[[ Records to use open ]]

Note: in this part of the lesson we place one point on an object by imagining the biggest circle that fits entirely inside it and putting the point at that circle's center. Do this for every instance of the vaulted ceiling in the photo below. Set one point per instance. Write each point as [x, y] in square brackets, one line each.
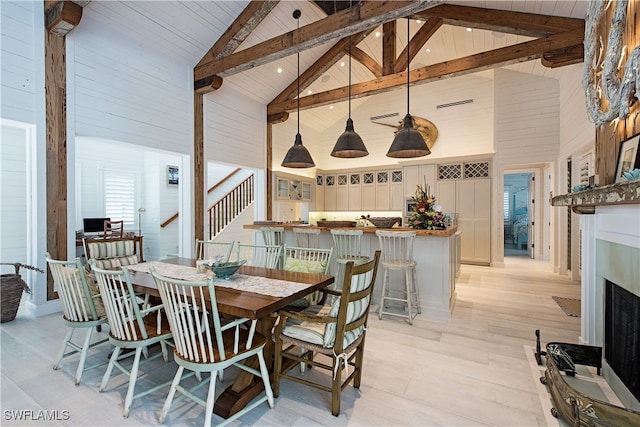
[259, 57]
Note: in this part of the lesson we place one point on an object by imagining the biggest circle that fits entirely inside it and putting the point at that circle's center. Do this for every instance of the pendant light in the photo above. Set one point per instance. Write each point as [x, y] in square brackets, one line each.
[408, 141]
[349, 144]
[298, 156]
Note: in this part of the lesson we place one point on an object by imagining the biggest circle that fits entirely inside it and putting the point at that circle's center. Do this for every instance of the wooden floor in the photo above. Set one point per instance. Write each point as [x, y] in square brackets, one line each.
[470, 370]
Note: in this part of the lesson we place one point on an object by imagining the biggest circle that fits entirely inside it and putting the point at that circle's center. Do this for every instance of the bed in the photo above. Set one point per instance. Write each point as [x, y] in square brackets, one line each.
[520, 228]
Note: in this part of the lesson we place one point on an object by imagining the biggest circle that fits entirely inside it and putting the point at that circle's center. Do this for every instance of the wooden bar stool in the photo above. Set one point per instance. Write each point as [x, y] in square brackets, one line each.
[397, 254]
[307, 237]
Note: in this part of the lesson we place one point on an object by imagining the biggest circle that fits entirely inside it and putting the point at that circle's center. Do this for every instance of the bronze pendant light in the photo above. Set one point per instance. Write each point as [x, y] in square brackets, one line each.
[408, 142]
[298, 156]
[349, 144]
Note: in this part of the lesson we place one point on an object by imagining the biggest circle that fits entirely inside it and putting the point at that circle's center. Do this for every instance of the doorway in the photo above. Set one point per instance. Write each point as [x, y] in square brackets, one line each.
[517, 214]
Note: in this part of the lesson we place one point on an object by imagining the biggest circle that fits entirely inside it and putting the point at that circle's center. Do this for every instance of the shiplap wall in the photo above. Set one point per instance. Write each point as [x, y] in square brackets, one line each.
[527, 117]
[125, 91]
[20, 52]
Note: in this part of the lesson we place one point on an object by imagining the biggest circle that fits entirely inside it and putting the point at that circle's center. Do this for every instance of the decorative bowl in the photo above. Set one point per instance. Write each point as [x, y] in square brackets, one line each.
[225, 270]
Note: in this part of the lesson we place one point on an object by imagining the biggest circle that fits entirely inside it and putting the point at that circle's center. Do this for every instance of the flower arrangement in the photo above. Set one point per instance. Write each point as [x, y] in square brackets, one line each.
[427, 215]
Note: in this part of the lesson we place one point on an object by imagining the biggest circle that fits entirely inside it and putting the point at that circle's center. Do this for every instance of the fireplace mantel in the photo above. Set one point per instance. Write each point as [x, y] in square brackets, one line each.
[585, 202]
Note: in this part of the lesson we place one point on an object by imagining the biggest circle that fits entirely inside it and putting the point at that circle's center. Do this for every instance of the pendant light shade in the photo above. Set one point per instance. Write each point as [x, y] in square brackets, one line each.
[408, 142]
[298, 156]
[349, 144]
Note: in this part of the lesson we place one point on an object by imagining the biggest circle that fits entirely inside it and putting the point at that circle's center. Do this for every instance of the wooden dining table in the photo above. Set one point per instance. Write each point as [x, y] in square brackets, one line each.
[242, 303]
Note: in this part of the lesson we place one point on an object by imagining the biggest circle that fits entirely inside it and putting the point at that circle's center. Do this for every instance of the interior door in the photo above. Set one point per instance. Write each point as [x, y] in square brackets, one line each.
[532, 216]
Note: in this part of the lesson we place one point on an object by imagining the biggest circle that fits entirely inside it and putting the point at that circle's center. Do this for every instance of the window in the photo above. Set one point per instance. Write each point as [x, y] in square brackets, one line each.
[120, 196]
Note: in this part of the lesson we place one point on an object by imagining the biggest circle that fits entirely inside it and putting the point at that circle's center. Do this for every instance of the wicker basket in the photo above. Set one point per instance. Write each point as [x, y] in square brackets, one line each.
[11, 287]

[[ Records to use closed ]]

Task directions:
Omit the pictures and repeat the rest of the listing verbatim.

Task result:
Note: in this part of the lesson we place one point on an object by imagining the biggest circle that fits entirely inside it and putting the point at that circle's center. Do this for every instance of the vaulted ceiling in the photo below. Set one point per instance. Write each point as [x, y] in square brackets, one line each.
[259, 57]
Note: in this part of the lesson we place one point on an object by imagining the biggest circle that fits entirely inside it and putting the point at that circle's center. Do this for every instance of the pendant light in the photo above. Set one point per instance. Write each point as [x, y] in square brackets, one line each.
[408, 141]
[349, 144]
[298, 156]
Note: in this part of the lesson we place one point on an object by imagining the biggest circle that fits entirely inside it and putting the point at that circle's center. Do this for every instance of the wooden floor in the photo above. Set one point per instance. Write each point as [x, y] in square brackets, one line each.
[470, 370]
Note: in this part of the lesson we place one point on an object by imagining the biggest circle that fits entirely inside it and putting the point at that circle's center. Do this for every instance of the bed in the photo above. Set one point per instance. Write each point as [x, y] in square brackets, one line each.
[520, 228]
Note: in this part of the lesson we place one point on an object by imagining the biggest circle that fits entirely inside it and putting the point at that circle's center. Do this for every instance of the wooden bar stool in the photo above. Set one point per instance. Write each point as [x, y] in square brackets, one line each.
[397, 254]
[307, 237]
Note: in this part of the lesson we place one point on an object by imagining the biggest circle that fits entirely inside it and putting the point at that circle's center. Do this for every instance of the bronze pendant light in the photo above. Set one point per instance. Write each point as [x, y] in square brackets, one line each.
[408, 142]
[298, 156]
[349, 144]
Note: in this part of the lesson we place one point on an object by imagining the biggest circle that fits entirely inside it and putting the point at that circle's center. Do this for every instance of the doorway in the photo above. Set one point per instance. Write each point as [x, y] in square brackets, one line each.
[517, 214]
Note: in this part of the lesson we place one point on an object by imagining the biggest circle that fits entirely inside it and putting the point at that circle's center. Do this for every instance of the shiplap wall in the photo above. Set one point per instance. Write each point as [x, y] in square brackets, one line each.
[527, 117]
[125, 91]
[20, 52]
Note: in this part of the lesson we place one point on an object by imagining the biggest circle that fits entirely inside it and putting the point at that circle's center. Do this for every instance of the decorative bowl in the photo above. Set one point per instance. Write each point as [x, y] in square brackets, one line each.
[225, 270]
Note: in this part of the lesson we place one point on an object by imagining the biggest circle that fits entirely inside it and putting the point at that circle's center. Do this for every instance of the flower arrangement in the photo above. Set one point per instance. Write each point as [x, y] in square brackets, one line each.
[427, 215]
Note: in this part of the lesson we place one point on an object by imagining the biggest circle that fits entirely inside it and putting the point at that circle's center. Do this for every instance of the fireplace mantel in the photo above. Set one point per instance. Write each point as [x, y] in square brackets, one line each.
[585, 202]
Note: in this part of the lesson we place one point on an object by imagining the biggest circle that fits entirely inside it and putting the point at that circle's center. Do this for every instance of the pendant light shade in the photo above. Set one point per instance. Write each point as [x, y] in square brackets, one line each.
[408, 142]
[298, 156]
[349, 144]
Note: in this part of the lesson we place one point on an object by imagining the biggest circle that fits entirely inside it and putting the point at that circle's center. Do this for every instance of the wooden dining table in the photo above. Set one point per instance. Write each point as [x, y] in square brackets, one line each.
[242, 303]
Note: in this part of the lesson we place one point on an object by imagining the biggest circle that fits entirely inside it and putting the point at that circle's center. Do this for every instance of the interior door in the photo above. Set one point per instance. Write each point as [x, y] in square brackets, one line each.
[532, 216]
Note: in this part of the lesson we place one point on an object by imagining the biggest circle that fits entirely inside it and putting the point at that circle's center. Do this for every instance of the window in the photo above. Set one point per instance. Write each point as [x, y] in square brackets, one line each.
[120, 196]
Note: in this part of the lesson we place one point on an object by imagining the biggest circle that fits entirely inside it and putting the point at that circle's center. Do this for every instance of the wicker basket in the photo above. Set one point per instance. Write each point as [x, y] in square brackets, one line each.
[11, 287]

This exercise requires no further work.